Set task 1 | Count the lines of the records that contain the string "instances", and give only that number.

Document |

** begin **

Nothing can feel more urgent, desperate, and frustrating to a caregiver sometimes, than the total non-compliance of a child who refuses to...

Select from the following:

  1. Brush their teeth
  2. Get dressed (appropriately!)
  3. Eat their dinner
  4. Do their homework 

Nothing can unravel us faster than what appears to be a totally helpless or defiant response to a seemingly reasonable request especially when it comes at the end of a long, tiring day. A non-response might look like your child shuffling, head down, glazed eyes, ears closed, away from us or in the complete opposite direction to where we need them to be. Or it might look like hyped-up agitation, wailing, yelping, writhing on the floor; if there's a sibling around, perhaps a fight?

This feeling of utter powerlessness in the face of a non-compliant child when I am tired, or overwhelmed, (or hormonal!) can trigger a deeply visceral reaction. It’s almost as if my body goes into survival mode and needs to fight for its life; my child being the ultimate enemy!!  

That may sound extreme but ‘in the moment’, that perception can feel very real. My brain – which I’ve lost communication with -  knows that I’m dealing with a child that has most likely been triggered too, and that the moment will pass. But my body - like my child's, depending on whether they're feeling the need to fight or shutdown - is being flooded by adrenaline and cortisol. So what happens…? The ‘thinking’ part of my brain goes offline and the ‘not so cuddly mama bear’ comes raging out of her cave. 

Of course there's no excuse for ‘bad-bear behaviours’, but it can be helpful to understand such a response from a neuro-physiological perspective. Let's call this being ‘body-aware’. This awareness can show us how to support our child, and ourselves, in times when our sensory system is too overloaded to respond rationally. Or at times when our higher-order thinking is compromised due to lack of sleep, maybe we're even hangry!

But why do some parents or children seem to be triggered easily by some things, not others, and some not at all? There may be many reasons but one key aspect to consider is that we all possess a unique sensory profile according to our life experiences, particularly those interactions we had with parents or siblings in the early years.

** end **

Data shown |
** begin **

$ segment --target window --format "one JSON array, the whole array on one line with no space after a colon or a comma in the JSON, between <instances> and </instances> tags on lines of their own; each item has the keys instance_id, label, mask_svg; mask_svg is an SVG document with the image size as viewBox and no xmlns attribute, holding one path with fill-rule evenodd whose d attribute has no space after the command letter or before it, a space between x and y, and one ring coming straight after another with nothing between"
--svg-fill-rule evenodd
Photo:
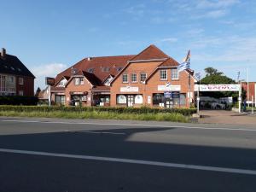
<instances>
[{"instance_id":1,"label":"window","mask_svg":"<svg viewBox=\"0 0 256 192\"><path fill-rule=\"evenodd\" d=\"M141 73L141 82L144 82L147 79L147 73Z\"/></svg>"},{"instance_id":2,"label":"window","mask_svg":"<svg viewBox=\"0 0 256 192\"><path fill-rule=\"evenodd\" d=\"M131 83L136 83L137 82L137 74L132 73L131 75Z\"/></svg>"},{"instance_id":3,"label":"window","mask_svg":"<svg viewBox=\"0 0 256 192\"><path fill-rule=\"evenodd\" d=\"M123 83L128 83L128 75L123 74Z\"/></svg>"},{"instance_id":4,"label":"window","mask_svg":"<svg viewBox=\"0 0 256 192\"><path fill-rule=\"evenodd\" d=\"M171 79L178 79L178 73L177 68L171 69Z\"/></svg>"},{"instance_id":5,"label":"window","mask_svg":"<svg viewBox=\"0 0 256 192\"><path fill-rule=\"evenodd\" d=\"M156 93L153 94L153 105L159 105L160 103L163 103L165 101L164 94Z\"/></svg>"},{"instance_id":6,"label":"window","mask_svg":"<svg viewBox=\"0 0 256 192\"><path fill-rule=\"evenodd\" d=\"M134 103L136 104L142 104L143 103L143 95L137 95L134 98Z\"/></svg>"},{"instance_id":7,"label":"window","mask_svg":"<svg viewBox=\"0 0 256 192\"><path fill-rule=\"evenodd\" d=\"M56 104L65 105L65 96L55 96Z\"/></svg>"},{"instance_id":8,"label":"window","mask_svg":"<svg viewBox=\"0 0 256 192\"><path fill-rule=\"evenodd\" d=\"M9 82L12 83L12 84L15 83L15 77L14 76L9 77Z\"/></svg>"},{"instance_id":9,"label":"window","mask_svg":"<svg viewBox=\"0 0 256 192\"><path fill-rule=\"evenodd\" d=\"M87 101L87 96L82 96L82 102Z\"/></svg>"},{"instance_id":10,"label":"window","mask_svg":"<svg viewBox=\"0 0 256 192\"><path fill-rule=\"evenodd\" d=\"M19 90L19 96L23 96L23 90Z\"/></svg>"},{"instance_id":11,"label":"window","mask_svg":"<svg viewBox=\"0 0 256 192\"><path fill-rule=\"evenodd\" d=\"M23 84L23 78L19 78L19 84L22 85Z\"/></svg>"},{"instance_id":12,"label":"window","mask_svg":"<svg viewBox=\"0 0 256 192\"><path fill-rule=\"evenodd\" d=\"M87 70L87 72L89 72L89 73L93 73L94 68L89 68L89 69Z\"/></svg>"},{"instance_id":13,"label":"window","mask_svg":"<svg viewBox=\"0 0 256 192\"><path fill-rule=\"evenodd\" d=\"M109 72L110 68L108 67L102 67L102 72Z\"/></svg>"},{"instance_id":14,"label":"window","mask_svg":"<svg viewBox=\"0 0 256 192\"><path fill-rule=\"evenodd\" d=\"M122 68L123 68L123 67L117 67L117 69L116 69L116 70L117 70L118 72L119 72L119 71L121 71L121 70L122 70Z\"/></svg>"},{"instance_id":15,"label":"window","mask_svg":"<svg viewBox=\"0 0 256 192\"><path fill-rule=\"evenodd\" d=\"M84 84L84 78L79 78L79 83L80 84Z\"/></svg>"},{"instance_id":16,"label":"window","mask_svg":"<svg viewBox=\"0 0 256 192\"><path fill-rule=\"evenodd\" d=\"M75 78L74 82L75 82L75 84L80 84L79 78Z\"/></svg>"},{"instance_id":17,"label":"window","mask_svg":"<svg viewBox=\"0 0 256 192\"><path fill-rule=\"evenodd\" d=\"M167 80L167 70L160 70L160 80Z\"/></svg>"},{"instance_id":18,"label":"window","mask_svg":"<svg viewBox=\"0 0 256 192\"><path fill-rule=\"evenodd\" d=\"M117 104L126 104L126 96L125 95L117 95Z\"/></svg>"}]
</instances>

** end **

Set task 2 | Write out the whole passage on caregivers and non-compliant children, word for word.

Worked solution 1 | 3

Worked solution 2 |
Nothing can feel more urgent, desperate, and frustrating to a caregiver sometimes, than the total non-compliance of a child who refuses to...

Select from the following:

  1. Brush their teeth
  2. Get dressed (appropriately!)
  3. Eat their dinner
  4. Do their homework 

Nothing can unravel us faster than what appears to be a totally helpless or defiant response to a seemingly reasonable request especially when it comes at the end of a long, tiring day. A non-response might look like your child shuffling, head down, glazed eyes, ears closed, away from us or in the complete opposite direction to where we need them to be. Or it might look like hyped-up agitation, wailing, yelping, writhing on the floor; if there's a sibling around, perhaps a fight?

This feeling of utter powerlessness in the face of a non-compliant child when I am tired, or overwhelmed, (or hormonal!) can trigger a deeply visceral reaction. It’s almost as if my body goes into survival mode and needs to fight for its life; my child being the ultimate enemy!!  

That may sound extreme but ‘in the moment’, that perception can feel very real. My brain – which I’ve lost communication with -  knows that I’m dealing with a child that has most likely been triggered too, and that the moment will pass. But my body - like my child's, depending on whether they're feeling the need to fight or shutdown - is being flooded by adrenaline and cortisol. So what happens…? The ‘thinking’ part of my brain goes offline and the ‘not so cuddly mama bear’ comes raging out of her cave. 

Of course there's no excuse for ‘bad-bear behaviours’, but it can be helpful to understand such a response from a neuro-physiological perspective. Let's call this being ‘body-aware’. This awareness can show us how to support our child, and ourselves, in times when our sensory system is too overloaded to respond rationally. Or at times when our higher-order thinking is compromised due to lack of sleep, maybe we're even hangry!

But why do some parents or children seem to be triggered easily by some things, not others, and some not at all? There may be many reasons but one key aspect to consider is that we all possess a unique sensory profile according to our life experiences, particularly those interactions we had with parents or siblings in the early years.